# Extrait du document
+++
Influences morales et politiques ; leur action sur la littérature.


Après avoir fait le dénombrement des armées intellectuelles qui vont se heurter, et essayé de classer par familles d’esprits les écrivains en présence desquels la restauration va se trouver, il convient d’indiquer les grands changements qu’elle apporte dans la situation, et qui doivent exercer une influence marquée sur la littérature.

D’abord la restauration apporte la paix, la paix générale, après la guerre universelle, qui a été, pendant tant d’années, la grande occupation du monde ; les nations, si longtemps divisées par des querelles d’ambition ou d’intérêt, se rencontrent dans une aspiration commune et invincible vers un repos nécessaire. Or, quand les marches et les contre-marches s’arrêtent sur les champs de bataille le mouvement recommence presque toujours sur le champ des idées ; l’activité humaine, qui ne peut rester sans aliment, passe alors de la sphère du fait dans celle de l’intelligence. Ce changement allait donner une importance inaccoutumée aux travaux de l’esprit. La littérature, en la prenant dans son acception la plus haute, c’est-à-dire en la considérant comme l’ensemble des efforts de la pensée humaine dans une époque donnée, héritait du rôle que le génie de la guerre laissait vacant.

Comme pour lui faciliter la prise de possession de ce rôle, la restauration apportait une nouvelle forme de gouvernement qui donne aux idées la toute-puissance. La presse devenait libre ; la tribune cessait d’être muette ; la poésie retrouvait ses ailes, l’histoire sa franchise, la philosophie son indépendance, la religion la liberté de la polémique. Un gouvernement de discussion, avec des institutions plus ou moins calquées sur les institutions anglaises, faisait son avènement. L’horizon du gouvernement représentatif se rouvrait au moment où l’on voyait se fermer celui de cette gloire militaire qui, après avoir rempli la scène, laissait à la liberté politique, en se retirant du monde désolé, le soin d’intéresser et de passionner la France. L’influence de la restauration sur le mouvement intellectuel devenait incalculable par suite de ce nouveau gouvernement qu’elle inaugurait. Les sceaux posés sur les divers systèmes d’idées par la pesante main de l’empereur se trouvaient tous levés à la fois. Toutes les discussions endormies, ou du moins assoupies pendant quinze ans, se réveillaient ; on entrait dans une polémique universelle, qui pouvait porter en même temps sur le passé, sur le présent, sur l’avenir, sur les idées et sur les faits, sur la religion, sur la philosophie, la littérature, la politique, l’histoire, et qui retentissait du haut de la tribune, dans les journaux, dans les livres, au théâtre. Que fallait-il penser de la révolution française ? Qui avait eu tort ? Qui avait eu raison ? Était-elle finie ? Continuerait-elle ? Que fallait-il penser de la philosophie du dix-huitième siècle ? À quelles idées devait appartenir le présent ? Quel était le sens de la charte ? Devait-elle être développée, maintenue dans le statu quo ou amoindrie et restreinte ? Était-ce à la philosophie du dix-huitième siècle ou à la religion que devait échoir l’empire des esprits et des cœurs ? Ou bien une nouvelle philosophie ne ferait-elle pas son avènement, et le dix-neuvième siècle, dédaignant de se régler sur les temps antérieurs, ne créerait-il pas tout à nouveau, la philosophie comme la politique, la littérature comme la religion ?
+++
# Données fournies
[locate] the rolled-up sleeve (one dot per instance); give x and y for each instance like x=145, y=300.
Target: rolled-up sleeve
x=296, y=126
+++
# Objet de la tâche
Reprenez le texte sur l'influence de la Restauration sur la littérature et poursuivez-le à partir de sa dernière phrase.

# Réponse
Telles étaient les questions qui allaient s’ouvrir, et chacune de ces opinions devait avoir ses partisans, chacune de ces familles d’idées ses écrivains. La littérature de la restauration se trouvait par là prédestinée à un rôle essentiellement militant, et ceux-là même qui, dans une autre époque, se seraient exclusivement occupés de récréer et d’intéresser leur temps, au lieu d’aspirer à le conduire, avaient des affiliations secrètes avec une des trois écoles que nous avons indiquées : l’école monarchique et catholique ; l’école du dix-huitième siècle, avec sa philosophie matérialiste et sceptique, et sa politique révolutionnaire ; l’école intermédiaire, fondée sur un rationalisme qui inclinait, en philosophie, vers le spiritualisme, éclairé, plus qu’il ne le pensait lui-même, des lumières de l’Évangile, et, en politique, vers la monarchie constitutionnellement réglementée. Cet état de lutte, qui était un grave inconvénient et un danger considérable au point de vue gouvernemental, devait donner un mouvement remarquable à la littérature sous la restauration.

Il faut aussi tenir compte de quelques grands faits de nature à frapper vivement les esprits, et à les frapper en sens divers, selon les prédispositions morales et intellectuelles.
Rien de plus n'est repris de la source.